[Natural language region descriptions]
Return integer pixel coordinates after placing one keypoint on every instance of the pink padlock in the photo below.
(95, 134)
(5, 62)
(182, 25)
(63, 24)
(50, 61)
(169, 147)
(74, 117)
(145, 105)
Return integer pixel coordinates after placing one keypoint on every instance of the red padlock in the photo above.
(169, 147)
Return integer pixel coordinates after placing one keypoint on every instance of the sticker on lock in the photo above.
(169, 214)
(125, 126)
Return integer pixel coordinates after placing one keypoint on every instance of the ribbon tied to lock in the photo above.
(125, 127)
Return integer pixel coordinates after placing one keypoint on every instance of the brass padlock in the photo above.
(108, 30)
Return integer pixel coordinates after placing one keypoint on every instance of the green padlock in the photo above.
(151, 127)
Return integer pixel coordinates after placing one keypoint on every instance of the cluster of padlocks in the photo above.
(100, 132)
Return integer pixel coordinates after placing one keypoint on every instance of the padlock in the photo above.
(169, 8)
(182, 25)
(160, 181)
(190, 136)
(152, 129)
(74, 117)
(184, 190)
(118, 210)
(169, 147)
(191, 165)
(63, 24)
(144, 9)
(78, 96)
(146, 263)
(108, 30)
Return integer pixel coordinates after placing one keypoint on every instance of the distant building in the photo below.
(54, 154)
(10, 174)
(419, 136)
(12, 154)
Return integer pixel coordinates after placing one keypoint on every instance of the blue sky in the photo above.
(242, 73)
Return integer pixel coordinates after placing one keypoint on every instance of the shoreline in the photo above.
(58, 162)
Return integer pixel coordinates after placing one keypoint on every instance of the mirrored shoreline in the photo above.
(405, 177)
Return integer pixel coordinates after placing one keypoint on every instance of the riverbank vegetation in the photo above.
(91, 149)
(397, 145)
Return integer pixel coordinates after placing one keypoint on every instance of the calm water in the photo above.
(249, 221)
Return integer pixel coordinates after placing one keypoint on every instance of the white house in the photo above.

◆ Assignment
Every record must be set down again exactly.

◆ Response
Return integer pixel coordinates after placing one keypoint on every instance of the pink padlock in the photo below.
(95, 134)
(5, 62)
(182, 25)
(63, 24)
(50, 61)
(169, 147)
(74, 117)
(145, 105)
Return integer pixel coordinates after placing one keypoint on every instance of the red padlock in the photo above.
(169, 147)
Return integer pixel coordinates after placing one keypoint on every instance of the sticker on lock in the photo above.
(169, 214)
(125, 126)
Return integer pixel coordinates after placing one keypoint on every instance of the ribbon tied to lock in the photo above.
(125, 127)
Return integer pixel coordinates after placing one keypoint on every instance of the brass padlock in the photo above.
(108, 30)
Return integer pixel coordinates after placing one keypoint on every instance of the green padlock in the photo above.
(151, 127)
Return integer pixel coordinates after placing one keypoint on every instance of the cluster of padlocks in the photo above.
(100, 132)
Return integer pixel coordinates after placing one keypoint on every instance of the padlock in the photo above.
(169, 8)
(182, 25)
(160, 181)
(190, 136)
(152, 129)
(74, 117)
(184, 190)
(118, 210)
(169, 147)
(191, 165)
(63, 24)
(144, 9)
(78, 96)
(146, 263)
(108, 30)
Return integer pixel coordinates after placing one keypoint on every instance of the distant building in the photo below.
(54, 154)
(10, 174)
(419, 136)
(12, 154)
Return integer pixel coordinates after placing one keypoint on every instance of the blue sky in the photo above.
(242, 73)
Return integer pixel coordinates after placing one keypoint on every instance of the shoreline in the photo above.
(58, 162)
Return integer pixel coordinates after placing one keypoint on every instance of the mirrored shoreline in the photo above.
(405, 177)
Return integer pixel coordinates after placing one keypoint on every instance of the riverbank vegetation in the photo above.
(91, 149)
(397, 145)
Return integer pixel coordinates after placing one keypoint on every instance of the calm water in the photo above.
(249, 221)
Return integer pixel coordinates after placing one keypoint on every instance of the white house in the photo above.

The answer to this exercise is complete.